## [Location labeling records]
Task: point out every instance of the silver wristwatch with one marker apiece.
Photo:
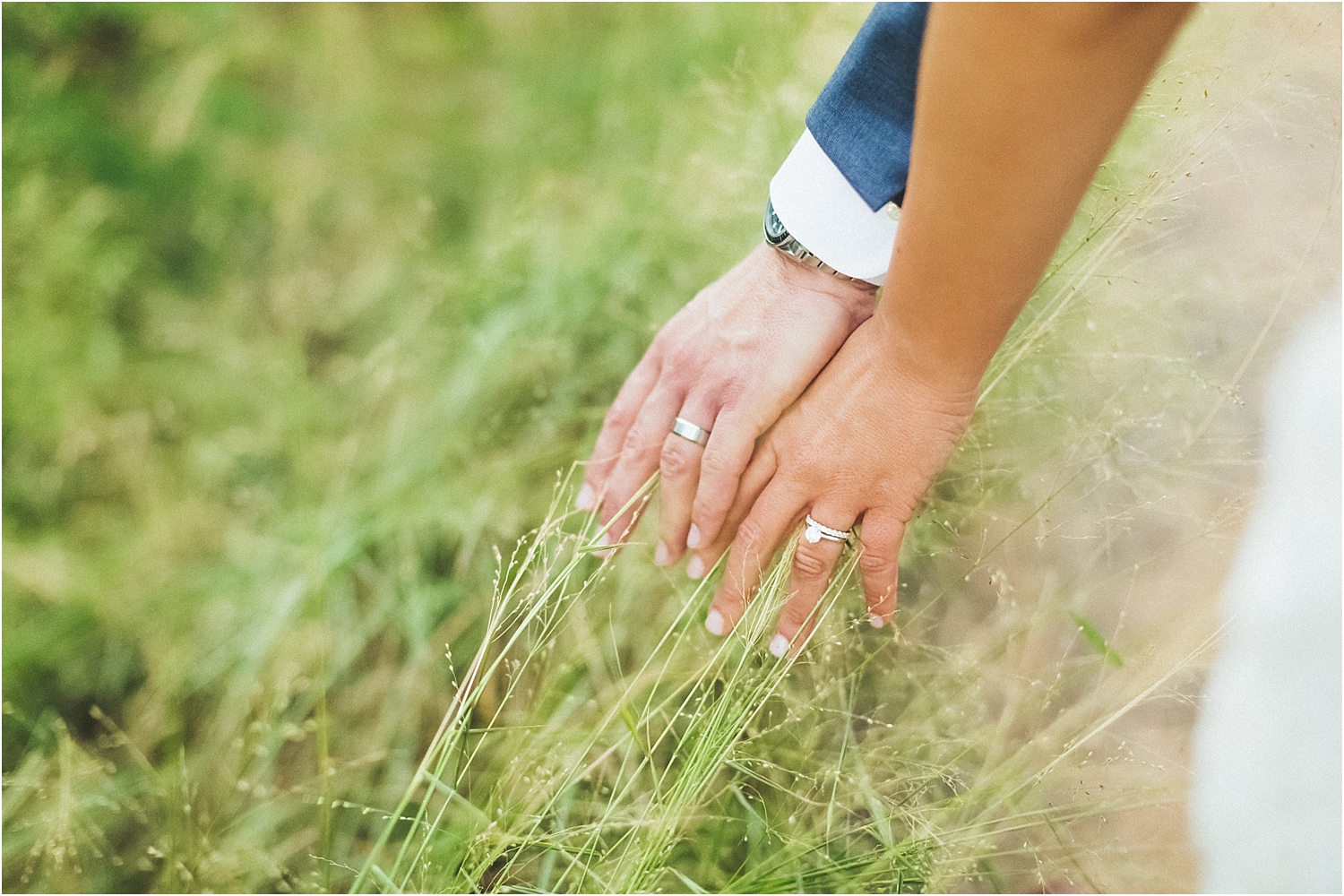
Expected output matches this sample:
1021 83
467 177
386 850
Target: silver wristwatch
--
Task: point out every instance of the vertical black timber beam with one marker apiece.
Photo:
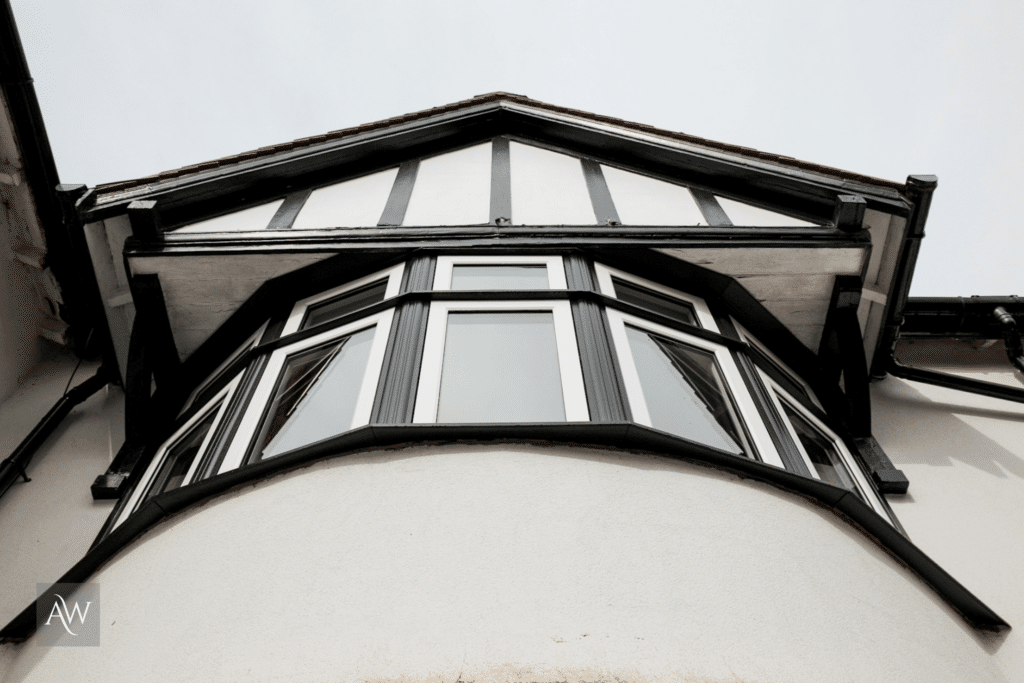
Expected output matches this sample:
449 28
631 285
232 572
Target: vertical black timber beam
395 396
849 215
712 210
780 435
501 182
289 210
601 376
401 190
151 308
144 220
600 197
* * *
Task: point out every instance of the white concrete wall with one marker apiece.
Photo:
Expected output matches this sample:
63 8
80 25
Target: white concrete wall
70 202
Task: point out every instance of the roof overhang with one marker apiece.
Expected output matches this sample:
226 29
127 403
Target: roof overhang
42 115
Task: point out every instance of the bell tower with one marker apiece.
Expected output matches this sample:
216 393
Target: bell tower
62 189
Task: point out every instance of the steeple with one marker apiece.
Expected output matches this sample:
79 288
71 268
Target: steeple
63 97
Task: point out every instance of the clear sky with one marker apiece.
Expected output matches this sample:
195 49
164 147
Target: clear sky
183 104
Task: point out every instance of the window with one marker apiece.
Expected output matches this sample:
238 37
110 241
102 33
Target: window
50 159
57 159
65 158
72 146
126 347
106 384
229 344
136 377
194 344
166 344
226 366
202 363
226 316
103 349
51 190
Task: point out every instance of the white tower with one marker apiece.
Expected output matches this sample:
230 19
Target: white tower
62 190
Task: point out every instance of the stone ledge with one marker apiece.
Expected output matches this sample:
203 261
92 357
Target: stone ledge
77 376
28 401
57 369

## [PROBLEM REQUIREMENTS]
Pick out every line in the data above that contains the word "instance", and copy each of those lines in full.

## [EXPECTED ANSWER]
Task: point out every instance of the silver wristwatch with one marker apiece.
Task: point out every instance of the vertical black timber beam with one marker apiece.
Task: point out every instance of the white concrete wall with one marker apiece.
Task: point out every instance of the roof overhang with one marker apiece.
Task: point out every instance of the bell tower with one marker apiece.
Task: point out every instance of the steeple with one marker apiece.
Task: point out every instance of the clear sky with one marker apiece.
Task: point out every instance of the window with one marker apiece.
Task: point out every instance of the white tower with one marker apiece.
Task: point out every instance of the stone ledge with one marker apiece.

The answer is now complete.